EXERCISE TASK
The records below are to be repeated in full, exactly as they are.

:: RECORDS FOR THE EXERCISE

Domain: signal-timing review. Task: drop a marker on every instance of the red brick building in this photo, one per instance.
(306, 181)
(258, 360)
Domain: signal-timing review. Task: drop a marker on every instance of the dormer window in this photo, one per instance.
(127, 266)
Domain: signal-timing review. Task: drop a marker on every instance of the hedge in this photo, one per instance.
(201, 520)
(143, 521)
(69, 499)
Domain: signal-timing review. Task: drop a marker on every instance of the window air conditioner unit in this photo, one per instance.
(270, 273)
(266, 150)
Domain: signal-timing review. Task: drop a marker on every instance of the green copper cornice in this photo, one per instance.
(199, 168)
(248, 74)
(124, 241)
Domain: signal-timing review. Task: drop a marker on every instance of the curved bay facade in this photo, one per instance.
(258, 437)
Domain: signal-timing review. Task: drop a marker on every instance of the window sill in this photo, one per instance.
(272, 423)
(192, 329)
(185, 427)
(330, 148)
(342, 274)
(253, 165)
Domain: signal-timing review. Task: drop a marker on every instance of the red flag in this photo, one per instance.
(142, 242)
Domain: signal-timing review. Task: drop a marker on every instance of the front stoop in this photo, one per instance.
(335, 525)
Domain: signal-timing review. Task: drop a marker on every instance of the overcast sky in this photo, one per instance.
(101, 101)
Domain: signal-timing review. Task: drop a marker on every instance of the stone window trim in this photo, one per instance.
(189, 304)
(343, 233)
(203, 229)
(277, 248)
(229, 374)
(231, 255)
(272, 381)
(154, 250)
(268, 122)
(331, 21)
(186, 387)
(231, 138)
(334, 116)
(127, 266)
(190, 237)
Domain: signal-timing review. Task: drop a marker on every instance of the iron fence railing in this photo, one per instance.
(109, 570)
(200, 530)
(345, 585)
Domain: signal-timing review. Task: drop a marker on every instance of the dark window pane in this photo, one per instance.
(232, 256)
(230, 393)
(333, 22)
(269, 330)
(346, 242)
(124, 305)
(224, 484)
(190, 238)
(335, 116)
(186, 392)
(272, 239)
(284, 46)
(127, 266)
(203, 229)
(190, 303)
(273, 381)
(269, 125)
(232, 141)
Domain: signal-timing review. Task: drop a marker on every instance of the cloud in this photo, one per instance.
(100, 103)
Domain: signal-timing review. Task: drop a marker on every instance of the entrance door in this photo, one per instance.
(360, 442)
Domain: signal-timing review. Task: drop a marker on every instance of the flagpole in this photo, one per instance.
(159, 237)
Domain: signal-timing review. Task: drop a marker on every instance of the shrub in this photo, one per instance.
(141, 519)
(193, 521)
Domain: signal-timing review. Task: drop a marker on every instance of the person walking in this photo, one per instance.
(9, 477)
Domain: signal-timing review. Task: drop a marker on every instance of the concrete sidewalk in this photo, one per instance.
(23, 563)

::::

THE RESULT
Domain: signal-timing review. Task: drop a marker on every instance of the red brick building in this photo, one per instance.
(306, 181)
(258, 360)
Domain: signal-timing review. Task: drop a marker on every instance of the dormer window in this photo, one per instance.
(127, 266)
Domain: signal-timing review. Task: drop a marker on every instance of the hedge in this photo, one per instance.
(201, 520)
(143, 521)
(69, 499)
Domain: signal-timing review. Task: drop a marker on every instance of the window air conditioner unit in this photo, one per instance.
(270, 273)
(266, 150)
Domain: signal-timing review. Task: drop a marker on every instance of the green copper cornice in this photo, one per instance.
(199, 168)
(248, 74)
(124, 241)
Domain: signal-timing review. Task: drop a marker on every instance of the curved bay facade in this photo, one per instance.
(258, 437)
Domain: signal-timing review. Task: drop a marker on every instance of the window sill in this photo, one per instance.
(272, 423)
(192, 329)
(185, 427)
(330, 148)
(342, 274)
(253, 165)
Domain: signal-timing review. Task: drop a marker on every instance of the red flag in this photo, one per instance.
(142, 242)
Domain: signal-timing review. Task: drop a marker on every instance of the front stoop in this photo, one per instance.
(335, 525)
Domain: signal-timing review. Task: drop a marker on every instance of the overcast sky in this photo, one per instance.
(101, 101)
Domain: signal-timing review. Task: drop a marker on every instance of the stone window trim in this photo, one per instance.
(189, 304)
(343, 233)
(203, 229)
(277, 248)
(229, 374)
(231, 255)
(272, 381)
(154, 250)
(268, 122)
(331, 21)
(186, 387)
(231, 138)
(334, 116)
(127, 266)
(190, 237)
Domain: signal-timing review. Task: drop a marker on every instance of the iron fence railing in this photo, one per instance.
(109, 570)
(200, 530)
(345, 585)
Domain: signal-timing review. Task: drop a marker on every instance of the dark window pane in this photo, one per instance.
(232, 256)
(230, 393)
(333, 22)
(269, 330)
(346, 242)
(124, 305)
(224, 484)
(190, 238)
(335, 116)
(186, 392)
(272, 239)
(284, 46)
(127, 266)
(203, 229)
(190, 303)
(273, 381)
(269, 125)
(232, 141)
Domain: signal-timing review. Task: drop a marker on every instance of the cloud in this photo, one per instance.
(100, 103)
Domain: signal-timing review. Task: drop a marker on every instance of the entrance door in this photo, one per instance.
(360, 442)
Domain: signal-timing review. Task: drop a marker on every instance of the flagpole in this photo, one per instance.
(159, 237)
Domain: signal-timing review. Task: drop a marker on every instance of the shrub in this photo, one per instance.
(141, 519)
(193, 521)
Domain: signal-timing review. Task: drop a marker on every instance of the person walking in this photo, one per instance.
(9, 477)
Domain: signal-timing review. Task: drop a marker on every instance of the concrete sidewalk in this photo, one per instance.
(23, 563)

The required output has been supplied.